» **Short task**
Change "sunlight on water" to "reflections on water" in the entries below and write them out again with everything else left as it is.

» **Records provided**
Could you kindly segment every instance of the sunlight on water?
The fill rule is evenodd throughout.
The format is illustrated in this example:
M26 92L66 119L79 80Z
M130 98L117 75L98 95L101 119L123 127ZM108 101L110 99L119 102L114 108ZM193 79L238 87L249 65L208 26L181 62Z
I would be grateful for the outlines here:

» **Response to the exercise**
Could you kindly segment every instance of the reflections on water?
The fill rule is evenodd throughout.
The format is illustrated in this example:
M26 92L66 119L79 80Z
M130 98L117 75L98 95L101 119L123 127ZM108 101L110 99L119 102L114 108ZM193 79L238 87L249 65L208 26L181 62Z
I would be grateful for the outlines here:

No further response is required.